+++ Supplied material +++

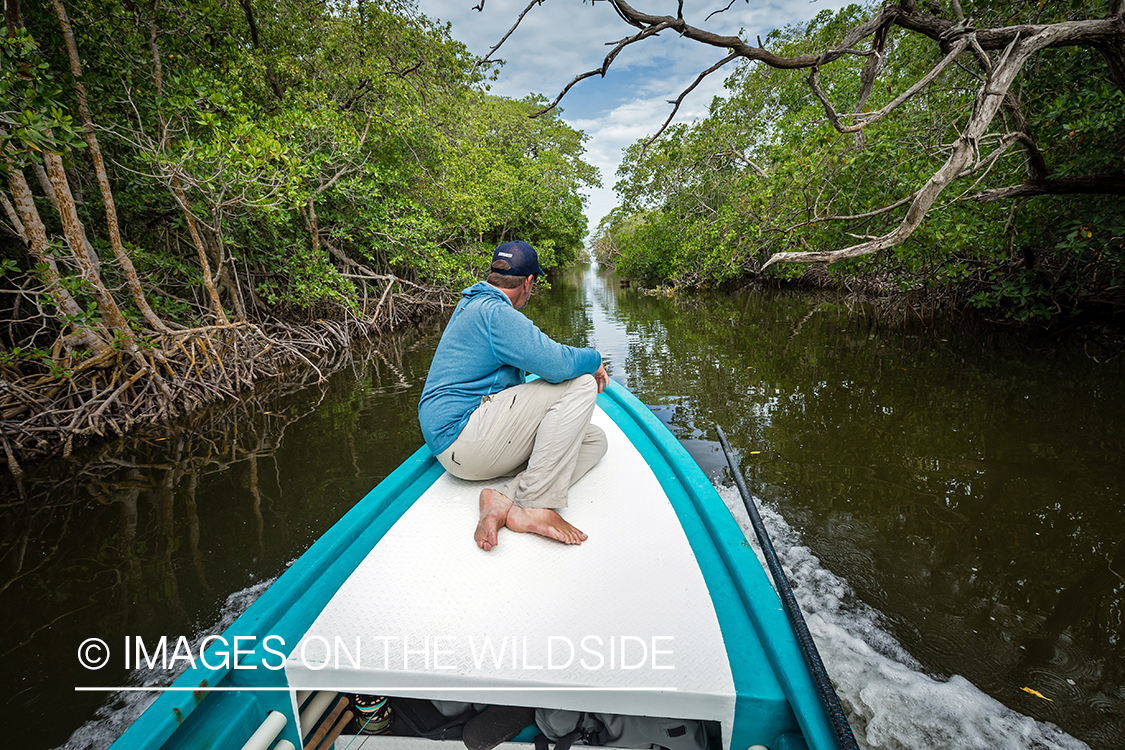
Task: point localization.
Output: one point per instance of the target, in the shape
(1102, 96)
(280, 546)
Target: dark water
(947, 499)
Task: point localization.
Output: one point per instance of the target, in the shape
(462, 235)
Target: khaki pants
(538, 431)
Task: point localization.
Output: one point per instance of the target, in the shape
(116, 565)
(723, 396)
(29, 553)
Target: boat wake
(891, 703)
(122, 708)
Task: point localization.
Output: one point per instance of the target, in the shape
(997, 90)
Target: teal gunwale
(727, 559)
(289, 605)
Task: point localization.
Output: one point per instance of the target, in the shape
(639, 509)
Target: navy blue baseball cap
(521, 258)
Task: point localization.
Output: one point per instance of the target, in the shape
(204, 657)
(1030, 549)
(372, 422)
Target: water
(947, 503)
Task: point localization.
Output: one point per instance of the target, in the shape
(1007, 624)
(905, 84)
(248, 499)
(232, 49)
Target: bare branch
(864, 120)
(989, 99)
(1109, 184)
(510, 32)
(713, 12)
(651, 30)
(680, 100)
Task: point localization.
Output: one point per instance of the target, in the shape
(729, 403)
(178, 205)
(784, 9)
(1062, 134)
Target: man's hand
(601, 378)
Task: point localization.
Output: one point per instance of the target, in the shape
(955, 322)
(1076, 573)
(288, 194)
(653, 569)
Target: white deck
(568, 626)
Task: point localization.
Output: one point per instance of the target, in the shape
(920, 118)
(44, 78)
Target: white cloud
(561, 38)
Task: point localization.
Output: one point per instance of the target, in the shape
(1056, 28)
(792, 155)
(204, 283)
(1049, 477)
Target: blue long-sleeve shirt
(486, 348)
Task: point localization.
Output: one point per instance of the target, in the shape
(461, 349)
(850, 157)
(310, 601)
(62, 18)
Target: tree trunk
(39, 247)
(204, 264)
(99, 166)
(75, 237)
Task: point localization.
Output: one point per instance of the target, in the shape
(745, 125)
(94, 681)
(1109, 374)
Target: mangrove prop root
(48, 414)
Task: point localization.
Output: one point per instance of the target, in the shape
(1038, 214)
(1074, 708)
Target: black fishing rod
(828, 697)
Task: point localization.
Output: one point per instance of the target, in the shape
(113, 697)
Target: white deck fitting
(390, 742)
(425, 601)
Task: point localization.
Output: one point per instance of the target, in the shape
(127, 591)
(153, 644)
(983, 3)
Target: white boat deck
(622, 623)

+++

> _Exercise_
Only the words belong in your copy: restate the data above exactly and leave the images out.

> _Output for this exercise_
Task: point localization.
Output: one point per instance of the target, in the shape
(1102, 96)
(280, 546)
Target: dark water
(947, 499)
Task: point localization.
Output: one point per instance of the target, in the shape
(462, 235)
Target: khaki pants
(538, 431)
Task: point localization.
Output: one point per instance of the target, in the shape
(116, 565)
(723, 396)
(29, 553)
Target: boat wake
(891, 703)
(122, 708)
Task: point localization.
Output: one point per instance of the target, in the shape
(997, 90)
Target: teal gunwale
(727, 559)
(289, 605)
Task: point localization.
Output: one point per instance of the target, in the shape
(639, 509)
Target: navy blue baseball cap
(521, 258)
Task: point localization.
Output: one point per instance of the target, in the shape
(204, 657)
(1030, 549)
(372, 422)
Target: water
(947, 503)
Task: point localization.
Output: one point per instance of the target, in the shape
(1007, 624)
(905, 84)
(248, 499)
(232, 49)
Target: bare branch
(864, 120)
(989, 99)
(1109, 184)
(510, 32)
(713, 12)
(651, 30)
(680, 100)
Task: point localization.
Output: one point per instance of the target, in the shape
(729, 403)
(178, 205)
(784, 9)
(1062, 134)
Target: man's hand
(601, 378)
Task: point localization.
Output: one point per instance of the target, in the shape
(955, 322)
(1076, 573)
(288, 194)
(653, 569)
Target: white deck
(568, 626)
Task: point localization.
Output: one point per instance of the target, in the shape
(920, 118)
(44, 78)
Target: white cloud
(561, 38)
Task: point localization.
Output: one point per instance of the target, in the shape
(1056, 28)
(792, 155)
(204, 283)
(1049, 477)
Target: blue long-sleeve shirt
(486, 348)
Task: point localization.
Output: one point per instance of the target, in the shape
(461, 349)
(850, 157)
(310, 601)
(62, 18)
Target: tree trunk
(39, 247)
(204, 264)
(99, 166)
(75, 237)
Task: point localization.
Output: one point per instance of the target, in the shape
(745, 125)
(94, 681)
(1109, 374)
Target: mangrove prop root
(48, 414)
Task: point localization.
Output: one point per instance of the target, in the shape
(1038, 214)
(1074, 708)
Target: black fishing rod
(828, 697)
Task: point localization.
Output: one point per instance of the target, in the shape
(113, 697)
Target: white deck fitting
(390, 742)
(425, 601)
Task: point localization.
Output: one point per instance of the target, in the shape
(127, 591)
(153, 644)
(983, 3)
Target: white boat deck
(622, 623)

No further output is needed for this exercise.